**What you are asked to do**:
All of the records should be reproduced word for word, but no images may appear in the copy.

**Collected data**:
== == ==
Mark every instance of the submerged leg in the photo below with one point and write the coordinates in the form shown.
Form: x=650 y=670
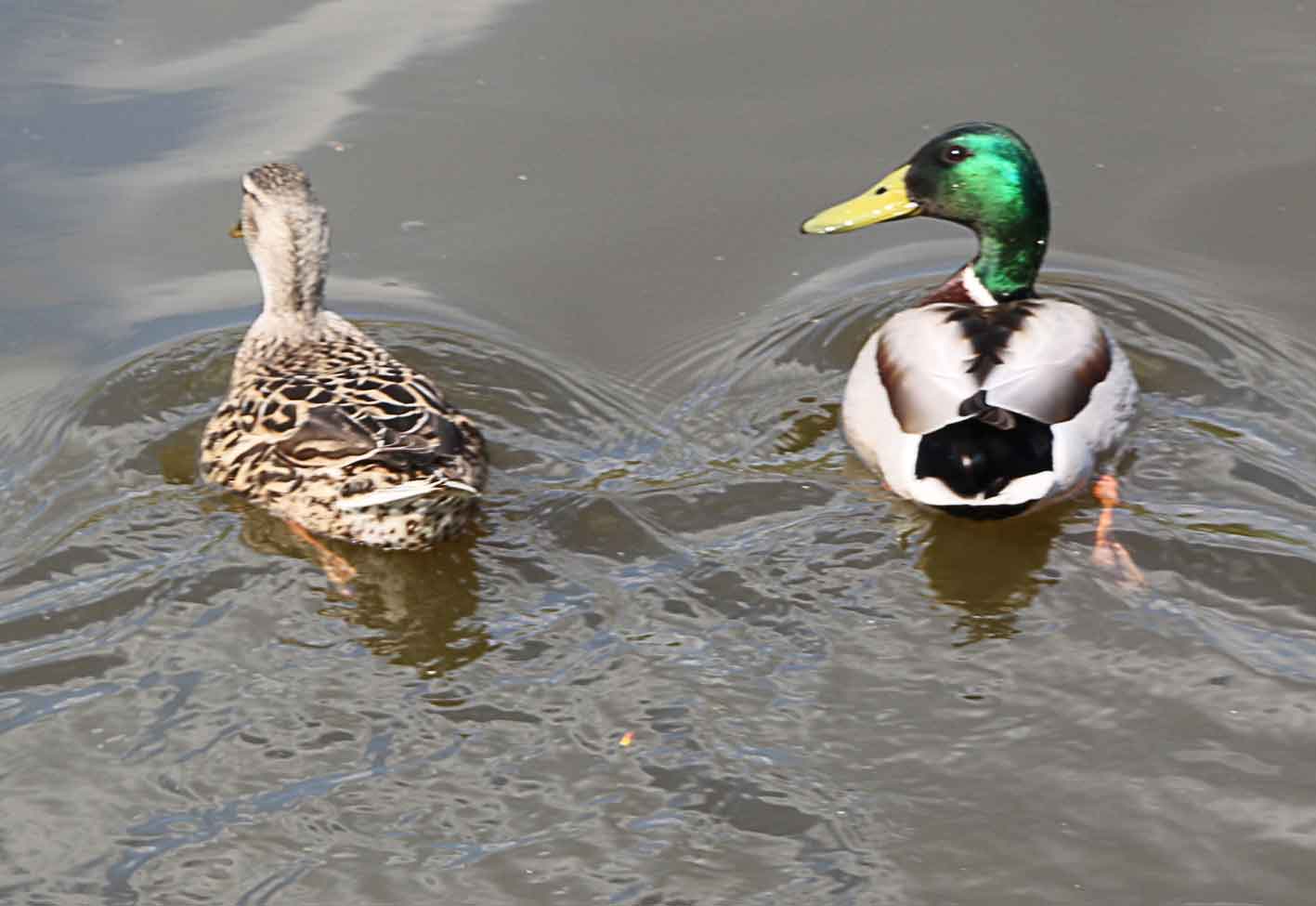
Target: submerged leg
x=1110 y=553
x=338 y=571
== == ==
**Response to this task**:
Mark every instance of the submerged leg in the photo below with one point and write the coordinates in the form shown.
Form: x=650 y=670
Target: submerged leg
x=1110 y=553
x=338 y=571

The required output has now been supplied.